# TREŚĆ ZADANIA:
Proszę ocenić, czy poniższe stwierdzenia są zgodne z tekstem źródłowym: (a) żołnierzy zgromadzonych w twierdzy dało się dokładnie policzyć; (b) na naradę z komendantem Anros zaproszono również innych dowódców oddziałów; (c) nadzór nad oddziałem na czas narady przekazano przyjaciółce. Przy każdym stwierdzeniu należy odpowiedzieć „tak” lub „nie” i przytoczyć dosłownie rozstrzygające słowa tekstu.

# TEKST ŹRÓDŁOWY:
________

Ustawił szyk żołnierzy, a następnie ruszył z nimi na czele ku twierdzy.

Avatar Kuba1001
Właściciel
Trafiliście tam bez problemu, ciężej było już w środku, ze względu na ścisk: Nie sposób było policzyć zgromadzonych w wielkiej twierdzy żołnierzy, ale na pewno były ich tysiące, jeśli nie dziesiątki tysięcy. Jeśli spodziewałeś się wizyty Cesarza lub jakiegoś wysoko postawionego dowódcy to myliłeś się, jedynie zaproszono Cię na krótką naradę z komendantem Anros, podobnie jak inni dowódcy poszczególnych oddziałów.

Avatar Vader0PL
Ruszył więc tam, przekazując przyjaciółce nadzór nad oddziałem.

Avatar Kuba1001
Właściciel
Biorąc pod uwagę gabaryty twierdzy i możliwość utrzymania w środku tysięcy żołnierzy to samych dowódców było kilkudziesięciu, jeśli nie więcej.

________

# DANE ŹRÓDŁOWE:
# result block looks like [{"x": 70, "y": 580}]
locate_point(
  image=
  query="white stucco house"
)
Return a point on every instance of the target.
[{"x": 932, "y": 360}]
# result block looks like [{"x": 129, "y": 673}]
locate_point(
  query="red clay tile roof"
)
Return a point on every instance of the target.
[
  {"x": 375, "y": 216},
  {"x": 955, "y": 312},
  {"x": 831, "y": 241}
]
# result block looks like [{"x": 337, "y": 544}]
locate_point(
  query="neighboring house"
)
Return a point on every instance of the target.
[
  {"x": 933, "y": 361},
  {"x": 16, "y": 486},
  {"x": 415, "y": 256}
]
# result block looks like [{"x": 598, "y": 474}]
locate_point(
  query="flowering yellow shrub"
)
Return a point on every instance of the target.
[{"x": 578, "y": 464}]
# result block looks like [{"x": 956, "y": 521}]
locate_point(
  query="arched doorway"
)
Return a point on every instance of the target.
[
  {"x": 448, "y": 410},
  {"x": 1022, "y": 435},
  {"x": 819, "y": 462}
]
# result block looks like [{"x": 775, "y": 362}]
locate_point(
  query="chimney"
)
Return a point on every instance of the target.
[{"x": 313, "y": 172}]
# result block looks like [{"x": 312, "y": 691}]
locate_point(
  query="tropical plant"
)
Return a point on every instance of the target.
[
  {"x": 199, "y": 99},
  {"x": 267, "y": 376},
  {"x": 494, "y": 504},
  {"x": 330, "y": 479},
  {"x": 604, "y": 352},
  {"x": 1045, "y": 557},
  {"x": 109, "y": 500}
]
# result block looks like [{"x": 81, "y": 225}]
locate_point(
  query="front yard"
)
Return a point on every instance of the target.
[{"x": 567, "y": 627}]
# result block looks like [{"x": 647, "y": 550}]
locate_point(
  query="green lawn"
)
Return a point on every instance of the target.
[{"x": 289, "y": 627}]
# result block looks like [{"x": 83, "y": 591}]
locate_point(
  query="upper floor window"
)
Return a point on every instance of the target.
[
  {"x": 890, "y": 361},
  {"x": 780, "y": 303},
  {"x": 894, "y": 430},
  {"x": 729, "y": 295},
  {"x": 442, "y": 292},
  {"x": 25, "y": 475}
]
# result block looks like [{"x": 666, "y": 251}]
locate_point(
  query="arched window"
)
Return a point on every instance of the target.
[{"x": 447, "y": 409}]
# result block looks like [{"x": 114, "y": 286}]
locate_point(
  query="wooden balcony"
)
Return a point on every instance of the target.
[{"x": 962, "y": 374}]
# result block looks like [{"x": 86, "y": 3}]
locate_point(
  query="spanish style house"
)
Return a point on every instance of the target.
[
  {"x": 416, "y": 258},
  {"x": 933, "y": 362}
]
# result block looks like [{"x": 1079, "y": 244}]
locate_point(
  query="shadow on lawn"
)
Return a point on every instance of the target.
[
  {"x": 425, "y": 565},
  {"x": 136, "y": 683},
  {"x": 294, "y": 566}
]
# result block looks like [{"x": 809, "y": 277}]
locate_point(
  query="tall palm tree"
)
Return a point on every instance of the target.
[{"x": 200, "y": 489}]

________

# ROZWIĄZANIE ZADANIA:
(a) Nie: „Nie sposób było policzyć zgromadzonych w wielkiej twierdzy żołnierzy”.
(b) Tak: „podobnie jak inni dowódcy poszczególnych oddziałów”.
(c) Tak: „przekazując przyjaciółce nadzór nad oddziałem”.